For the half-year to 31 December 2014, the IPKat's regular team is supplemented by contributions from guest bloggers Rebecca Gulbul, Lucas Michels and Marie-Andrée Weiss.

Regular round-ups of the previous week's blogposts are kindly compiled by Alberto Bellan.

Thursday, 3 February 2011

Elvis appears in Court, which is more than can be said for the defendant

Everness released this
album in 2009: a
'Christmas Carollo'?
Elvis Presley may or may not be dead, but his intellectual property portfolio goes marching on. Elvis Presley Enterprises v Carollo (trading as Everness) is a decision of Sir William Blackburne, a retired judge sitting in the Chancery Division of the High Court, England and Wales.  Yesterday, in a decision picked up on the Lawtel subscription service, he was asked by Elvis Presley Enterprises (EPE), a business that licensed the use of the late Elvis Presley's IP to give summary judgment on a claim for trade mark infringement, passing off and breach of contract against Carollo, who was making and selling albums that carried its marks.

The background was that EPE, a US corporation, was set up by the co-executors of the estate of the late Elvis Presley for the purposes of worldwide sale, marketing and licensing of Elvis Presley products. EPE held several Community trade marks relating to the great man's name.  Carollo, a former licensee of EPE's intellectual properties in respect of various items of Elvis memorabilia, asked permission to make an Elvis album which EPE refused.  Undeterred by this trifling setback, Carollo carried on making and selling the album in the United Kingdom. Reassuringly for his customers, the album and its artwork bore EPE's marks and signature hologram, acknowledging that they belonged to EPE.

EPE sued Carollo in England and Wales; Carollo wrote to the court to dispute its jurisdiction, also arguing that he had a valid contract with EPE to make and sell the album. EPE stood its ground, also stating that it had built up significant goodwill in its trade marks and logos to the extent that a substantial body of the public, upon seeing those marks and logos, would believe those goods or services to be those of EPE and its lawful licensees.

Sir William Blackburne had no great difficulty in granting summary judgment in favour of EPE.  Carollo might have written to the court in order to dispute its jurisdiction, but in his attempt to wield the machinery of justice he hadn't pressed the right buttons, since he hadn't actually mounted a formal challenge to the court's jurisdiction so as to bar it from hearing the application [Merpel says, perhaps that's because he erroneously thought that, by doing so before the Court, he was implicitly recognising the Court's jurisdiction]. In any event, the court did have jurisdiction -- but Carollo didn't offer any proof of his entitlement to use EPE's intellectual property, so he wasn't likely to emerge victorious from this little spat. The fact that neither he nor any legal representative turned up in Court might just indicate the lack of conviction with which he asserted his position.

Says the IPKat, here we have an apparently unanswerable case, no difficult points of law to ponder, no serious defence and no-one in court to argue it: what a great way to give our retired judges a little post-retirement occupational therapy and make them feel both loved and needed.

Elvis Presley Enterprises here
More on Everness here
Why Elvis Presley still lives here

1 comment:

Anonymous said...

The critic who greeted the news of Elvis's death with the remark "Good career move!" clearly knew what he was talking about.

■ **Provided records**:
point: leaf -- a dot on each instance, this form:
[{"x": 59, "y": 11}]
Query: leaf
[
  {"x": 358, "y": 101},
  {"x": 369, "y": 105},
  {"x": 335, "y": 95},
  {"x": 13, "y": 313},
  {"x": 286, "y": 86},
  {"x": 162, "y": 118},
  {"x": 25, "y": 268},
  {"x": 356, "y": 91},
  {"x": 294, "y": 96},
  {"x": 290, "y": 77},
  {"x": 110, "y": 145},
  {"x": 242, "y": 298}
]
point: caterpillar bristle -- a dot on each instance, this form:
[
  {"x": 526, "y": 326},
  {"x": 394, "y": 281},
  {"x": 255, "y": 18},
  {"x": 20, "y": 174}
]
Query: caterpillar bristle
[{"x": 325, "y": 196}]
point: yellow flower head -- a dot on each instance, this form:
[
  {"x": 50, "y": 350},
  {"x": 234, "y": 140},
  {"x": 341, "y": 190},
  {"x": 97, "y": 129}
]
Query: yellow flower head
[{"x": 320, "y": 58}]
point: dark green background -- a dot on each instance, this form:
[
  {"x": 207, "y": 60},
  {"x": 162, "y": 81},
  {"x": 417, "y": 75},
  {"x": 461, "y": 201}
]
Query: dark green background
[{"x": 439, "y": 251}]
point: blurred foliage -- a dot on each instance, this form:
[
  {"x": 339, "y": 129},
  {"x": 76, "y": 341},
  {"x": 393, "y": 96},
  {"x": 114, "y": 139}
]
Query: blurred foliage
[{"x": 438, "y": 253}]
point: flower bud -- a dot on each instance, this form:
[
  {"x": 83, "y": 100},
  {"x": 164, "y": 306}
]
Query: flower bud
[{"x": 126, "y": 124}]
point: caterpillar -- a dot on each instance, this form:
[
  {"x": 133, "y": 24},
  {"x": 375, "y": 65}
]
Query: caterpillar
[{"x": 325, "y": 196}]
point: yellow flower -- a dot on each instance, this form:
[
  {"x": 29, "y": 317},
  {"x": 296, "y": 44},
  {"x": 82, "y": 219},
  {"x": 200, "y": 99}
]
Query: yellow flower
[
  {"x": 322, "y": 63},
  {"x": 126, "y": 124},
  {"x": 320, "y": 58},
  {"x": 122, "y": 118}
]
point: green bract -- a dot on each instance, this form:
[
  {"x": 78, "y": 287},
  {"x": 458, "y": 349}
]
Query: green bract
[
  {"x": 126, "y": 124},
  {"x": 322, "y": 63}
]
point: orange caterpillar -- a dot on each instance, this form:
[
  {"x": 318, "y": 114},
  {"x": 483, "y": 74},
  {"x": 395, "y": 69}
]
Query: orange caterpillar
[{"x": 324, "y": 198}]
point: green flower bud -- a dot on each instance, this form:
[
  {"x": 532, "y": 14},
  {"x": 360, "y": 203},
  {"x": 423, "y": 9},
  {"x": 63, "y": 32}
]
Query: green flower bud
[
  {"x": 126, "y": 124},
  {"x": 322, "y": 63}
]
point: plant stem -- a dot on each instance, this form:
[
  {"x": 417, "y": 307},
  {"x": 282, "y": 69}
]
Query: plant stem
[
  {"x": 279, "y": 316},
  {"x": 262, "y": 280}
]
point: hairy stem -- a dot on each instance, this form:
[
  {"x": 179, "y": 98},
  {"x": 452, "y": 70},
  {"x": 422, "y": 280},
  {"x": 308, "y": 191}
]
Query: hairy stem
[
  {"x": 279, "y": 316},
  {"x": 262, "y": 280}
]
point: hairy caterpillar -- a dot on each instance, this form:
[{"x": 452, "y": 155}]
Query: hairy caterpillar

■ **Tasks**:
[1] Answer these about the IPKat post:
(a) Who compiles the regular round-ups of the previous week's blogposts?
(b) What did Carollo ask EPE for permission to make?
(c) In which division of the High Court was Sir William Blackburne sitting?
[2] Write out the part of the IPKat post that opens with the words containing "For the half-year" and closes with "and Marie-Andrée Weiss.", word for word.
The data was taken from a different source than the text.

■ **Results of the tasks**:
[1]
(a) Alberto Bellan.
(b) An Elvis album.
(c) The Chancery Division.

[2]
For the half-year to 31 December 2014, the IPKat's regular team is supplemented by contributions from guest bloggers Rebecca Gulbul, Lucas Michels and Marie-Andrée Weiss.